====== ФРАГМЕНТ ТЕКСТА ======
Радио "Стори FM"
Толковый словарь... Камы Гинкаса

Толковый словарь... Камы Гинкаса

Гений

Мы с женой Гетой когда-то приятельствовали с Иосифом Бродским. Близкими друзьями не были, но на днях рождения он у нас бывал, да и просто захаживал. Жили мы в центре Ленинграда, и у нас часто допоздна засиживались безработные актёры. Проводив их, где-то в четвёртом часу ночи мы наконец засыпали. А в семь утра вдруг раздавался звонок в дверь. Это был Иосиф, который не очень-то понимал, который час, и не задумывался о том, что живём мы с родителями. Мы вели его в свою комнату, переделанную из коридорчика, где помещался только один стул да матрас на полу – наше супружеское ложе. 

Он пережидал, пока мы прикроем тела простынями, потом говорил: «Сейчас я вам почитаю». И начинал кричать – иначе никак не назову его чтение, переходящее то ли в какое-то камлание, то ли в вой. Нередко это происходило летом, окна были открыты, и его рифмованный крик эхом разносился по двору-колодцу. Поэмы у него уже и тогда  были довольно длинные. С полчаса или час он так шаманил, потом замолкал, нетерпеливо выслушивал наш одобрительный лепет и, почти не прощаясь, уходил… 

Мы понимали: раз человек идёт к нам, значит, для него это важно. Для чего мы ему были нужны: если хотите, как магнитофонная лента, только живая – с глазами, с ушами. Наше мнение, мнение «магнитофонной ленты», его интересовало мало. Были и ещё разные с ним встречи… 

Так получилось, что мы случайно столкнулись с Иосифом в день, когда ему подписали резолюцию на высылку. Поздоровались, он сказал: «А я вот получил разрешение на отъезд». Мы зашли к нему домой. Отец его ходил по комнате и повторял: «Мытарства! Какие мытарства!» Мать ему на это: «У него здесь мытарства», − и показывала на голову…


Жена

На Фонтанке мы с Гетой как-то увидели, что человек прыгнул с моста. Я заметался у парапета, стал снимать ботинки, пальто… А Гета добежала до телефона. Позвонила «03», через минуту его уже вытаскивали. Вот вам она – и вот вам я. Конечно, если бы по какой-то трагической причине оказался без неё, не знаю, что из меня бы вышло. Без Геты я элементарно я не знал бы, как жить.
======
ЗАДАЧИ И ЗАДАНИЯ:
1 - Воспроизведите без изменений часть текста «Толковый словарь Камы Гинкаса», начиная со слов «На Фонтанке мы» и заканчивая словами «бы, как жить.».
2 - Допишите к тексту «Толковый словарь Камы Гинкаса» следующую часть, которая начнётся сразу после его последнего предложения.
====== ПРЕДОСТАВЛЕННЫЕ МАТЕРИАЛЫ ======
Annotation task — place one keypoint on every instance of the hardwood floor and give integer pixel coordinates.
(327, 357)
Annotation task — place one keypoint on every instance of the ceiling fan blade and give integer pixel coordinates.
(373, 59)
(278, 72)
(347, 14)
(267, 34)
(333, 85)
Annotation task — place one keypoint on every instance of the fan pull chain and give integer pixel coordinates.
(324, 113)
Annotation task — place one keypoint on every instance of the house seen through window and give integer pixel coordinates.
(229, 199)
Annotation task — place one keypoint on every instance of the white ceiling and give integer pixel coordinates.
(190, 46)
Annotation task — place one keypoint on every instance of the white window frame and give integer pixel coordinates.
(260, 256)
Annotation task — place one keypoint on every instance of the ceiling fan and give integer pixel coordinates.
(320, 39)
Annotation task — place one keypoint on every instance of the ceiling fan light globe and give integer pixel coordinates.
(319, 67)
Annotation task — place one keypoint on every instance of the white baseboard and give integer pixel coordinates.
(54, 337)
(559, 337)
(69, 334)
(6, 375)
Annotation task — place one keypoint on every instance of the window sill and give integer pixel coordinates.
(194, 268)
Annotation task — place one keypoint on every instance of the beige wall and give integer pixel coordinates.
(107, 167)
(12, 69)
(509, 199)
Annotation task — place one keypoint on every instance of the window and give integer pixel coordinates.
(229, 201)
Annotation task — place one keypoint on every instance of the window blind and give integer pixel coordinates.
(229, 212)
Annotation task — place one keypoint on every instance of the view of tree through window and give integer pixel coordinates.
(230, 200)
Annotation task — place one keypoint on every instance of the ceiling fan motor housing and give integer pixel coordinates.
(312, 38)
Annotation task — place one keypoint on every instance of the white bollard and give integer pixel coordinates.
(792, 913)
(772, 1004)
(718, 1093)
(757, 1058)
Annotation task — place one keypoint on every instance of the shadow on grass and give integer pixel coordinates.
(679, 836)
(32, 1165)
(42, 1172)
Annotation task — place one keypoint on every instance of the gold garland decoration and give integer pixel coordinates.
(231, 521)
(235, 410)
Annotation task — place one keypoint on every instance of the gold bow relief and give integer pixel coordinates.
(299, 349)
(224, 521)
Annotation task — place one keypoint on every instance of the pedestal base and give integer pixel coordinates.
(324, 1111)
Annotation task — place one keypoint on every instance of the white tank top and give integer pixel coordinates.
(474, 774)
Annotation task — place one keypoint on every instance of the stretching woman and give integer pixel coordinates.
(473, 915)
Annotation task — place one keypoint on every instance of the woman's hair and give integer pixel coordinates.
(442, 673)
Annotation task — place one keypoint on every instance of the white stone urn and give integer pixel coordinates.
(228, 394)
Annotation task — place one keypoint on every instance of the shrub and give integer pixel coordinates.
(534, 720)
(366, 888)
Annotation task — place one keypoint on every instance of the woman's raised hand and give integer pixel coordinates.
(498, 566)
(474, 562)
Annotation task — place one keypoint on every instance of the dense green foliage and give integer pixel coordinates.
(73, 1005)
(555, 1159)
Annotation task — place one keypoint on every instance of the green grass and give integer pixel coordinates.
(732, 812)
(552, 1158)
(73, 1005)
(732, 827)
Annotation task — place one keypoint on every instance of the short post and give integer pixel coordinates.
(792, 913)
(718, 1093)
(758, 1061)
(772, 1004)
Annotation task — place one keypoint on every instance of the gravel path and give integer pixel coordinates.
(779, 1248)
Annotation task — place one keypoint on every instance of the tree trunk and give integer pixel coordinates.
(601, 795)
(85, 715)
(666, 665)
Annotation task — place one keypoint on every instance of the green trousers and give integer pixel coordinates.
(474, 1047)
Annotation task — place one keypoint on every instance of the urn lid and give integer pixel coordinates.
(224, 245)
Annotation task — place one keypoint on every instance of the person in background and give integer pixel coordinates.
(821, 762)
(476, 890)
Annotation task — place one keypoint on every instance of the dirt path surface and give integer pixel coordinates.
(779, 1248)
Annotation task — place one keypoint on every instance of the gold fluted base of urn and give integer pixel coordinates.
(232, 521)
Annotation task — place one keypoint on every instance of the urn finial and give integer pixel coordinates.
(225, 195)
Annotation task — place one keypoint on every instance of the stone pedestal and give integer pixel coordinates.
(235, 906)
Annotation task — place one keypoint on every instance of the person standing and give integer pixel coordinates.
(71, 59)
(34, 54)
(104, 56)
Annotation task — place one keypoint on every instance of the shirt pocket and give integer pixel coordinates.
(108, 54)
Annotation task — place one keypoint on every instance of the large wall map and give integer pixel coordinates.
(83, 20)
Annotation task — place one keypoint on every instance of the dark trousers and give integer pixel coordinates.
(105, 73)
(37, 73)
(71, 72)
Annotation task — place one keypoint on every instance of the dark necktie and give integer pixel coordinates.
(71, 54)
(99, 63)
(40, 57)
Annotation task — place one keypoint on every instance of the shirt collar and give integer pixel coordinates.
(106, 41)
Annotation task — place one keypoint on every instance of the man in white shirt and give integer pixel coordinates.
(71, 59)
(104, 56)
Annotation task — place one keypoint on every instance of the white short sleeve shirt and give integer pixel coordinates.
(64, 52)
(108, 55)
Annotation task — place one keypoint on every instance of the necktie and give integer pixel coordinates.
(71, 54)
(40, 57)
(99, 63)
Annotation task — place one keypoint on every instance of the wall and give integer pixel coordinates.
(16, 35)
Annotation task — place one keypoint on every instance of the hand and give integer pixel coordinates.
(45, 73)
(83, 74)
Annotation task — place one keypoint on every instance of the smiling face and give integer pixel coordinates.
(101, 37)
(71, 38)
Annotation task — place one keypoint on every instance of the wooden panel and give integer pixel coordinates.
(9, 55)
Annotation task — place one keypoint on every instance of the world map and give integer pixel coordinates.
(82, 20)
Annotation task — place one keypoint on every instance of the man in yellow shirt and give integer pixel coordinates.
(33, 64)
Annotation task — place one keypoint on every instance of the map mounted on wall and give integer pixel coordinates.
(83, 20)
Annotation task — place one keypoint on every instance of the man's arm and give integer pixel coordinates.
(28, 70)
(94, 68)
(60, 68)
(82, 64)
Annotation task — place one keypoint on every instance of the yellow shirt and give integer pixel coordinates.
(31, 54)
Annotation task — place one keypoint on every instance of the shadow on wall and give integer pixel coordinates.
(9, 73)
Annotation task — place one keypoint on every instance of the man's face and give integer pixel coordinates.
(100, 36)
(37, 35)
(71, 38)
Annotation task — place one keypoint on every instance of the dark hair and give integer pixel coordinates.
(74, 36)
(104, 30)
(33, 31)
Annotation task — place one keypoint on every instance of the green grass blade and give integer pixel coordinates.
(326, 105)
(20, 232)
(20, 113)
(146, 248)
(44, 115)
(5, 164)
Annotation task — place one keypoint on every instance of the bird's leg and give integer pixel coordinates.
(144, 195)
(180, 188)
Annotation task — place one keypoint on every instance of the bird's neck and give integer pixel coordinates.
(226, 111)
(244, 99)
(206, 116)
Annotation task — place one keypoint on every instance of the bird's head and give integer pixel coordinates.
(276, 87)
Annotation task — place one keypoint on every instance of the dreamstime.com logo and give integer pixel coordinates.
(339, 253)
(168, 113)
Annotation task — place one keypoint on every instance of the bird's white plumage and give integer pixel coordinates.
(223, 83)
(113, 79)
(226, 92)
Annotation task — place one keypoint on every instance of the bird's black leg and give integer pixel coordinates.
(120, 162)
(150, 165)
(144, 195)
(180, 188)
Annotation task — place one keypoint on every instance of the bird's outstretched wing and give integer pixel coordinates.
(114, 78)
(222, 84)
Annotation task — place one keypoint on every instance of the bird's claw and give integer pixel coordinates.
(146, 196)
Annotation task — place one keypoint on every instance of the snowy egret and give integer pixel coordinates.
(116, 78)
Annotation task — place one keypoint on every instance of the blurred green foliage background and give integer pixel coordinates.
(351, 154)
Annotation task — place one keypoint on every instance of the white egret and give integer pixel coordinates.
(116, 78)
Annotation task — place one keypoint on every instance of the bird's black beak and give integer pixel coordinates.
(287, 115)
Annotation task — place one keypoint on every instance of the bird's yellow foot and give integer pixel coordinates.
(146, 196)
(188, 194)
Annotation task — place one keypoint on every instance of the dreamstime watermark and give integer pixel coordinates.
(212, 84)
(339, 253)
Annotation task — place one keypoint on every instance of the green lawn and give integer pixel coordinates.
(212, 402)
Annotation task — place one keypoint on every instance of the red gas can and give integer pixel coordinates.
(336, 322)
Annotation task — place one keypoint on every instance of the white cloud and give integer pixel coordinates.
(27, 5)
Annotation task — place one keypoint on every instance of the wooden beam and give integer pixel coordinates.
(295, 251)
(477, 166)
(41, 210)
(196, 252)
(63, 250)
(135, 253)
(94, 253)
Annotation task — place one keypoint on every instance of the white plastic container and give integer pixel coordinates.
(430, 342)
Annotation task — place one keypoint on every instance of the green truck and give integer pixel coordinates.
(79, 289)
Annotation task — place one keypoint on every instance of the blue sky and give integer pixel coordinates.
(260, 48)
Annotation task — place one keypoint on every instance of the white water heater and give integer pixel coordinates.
======
ОТВЕТЫ К ЗАДАНИЯМ:
1 -
На Фонтанке мы с Гетой как-то увидели, что человек прыгнул с моста. Я заметался у парапета, стал снимать ботинки, пальто… А Гета добежала до телефона. Позвонила «03», через минуту его уже вытаскивали. Вот вам она – и вот вам я. Конечно, если бы по какой-то трагической причине оказался без неё, не знаю, что из меня бы вышло. Без Геты я элементарно я не знал бы, как жить.

2 -
 

Загадка

У Людмилы Улицкой есть книга – «Даниэль Штайн, переводчик». Там взят удивительно парадоксальный персонаж, чьи поступки нередко взаимоисключают друг друга. Война. Он еврей, но прикидывается поляком, работает чуть ли не карателем, но одновременно кого-то спасает. Потом становится священником. Причём католическим… 

Всё это потрясающе интересно. Но есть в книге вещи, которые меня устраивают не до конца. Автор иногда старается объяснить поведение героя. А мне кажется, это совсем не обязательно… Во время оккупации моего отца гоняли из гетто на работу в аэропорт. За углом строй евреев поджидали литовцы, у которых можно было поменять кое-что из одежды на еду. 

И вот однажды папа отстаёт от колонны. Рискует страшно, но семью − жену, сына-младенца, то есть меня, тёщу и брата жены − кормить надо. И вдруг его замечает немецкий патруль. Он требует предъявить документы, которых, естественно, у папы нет. Отец понимает, что сейчас его просто-напросто пристрелят. Тут неожиданно появляется надсмотрщик-литовец.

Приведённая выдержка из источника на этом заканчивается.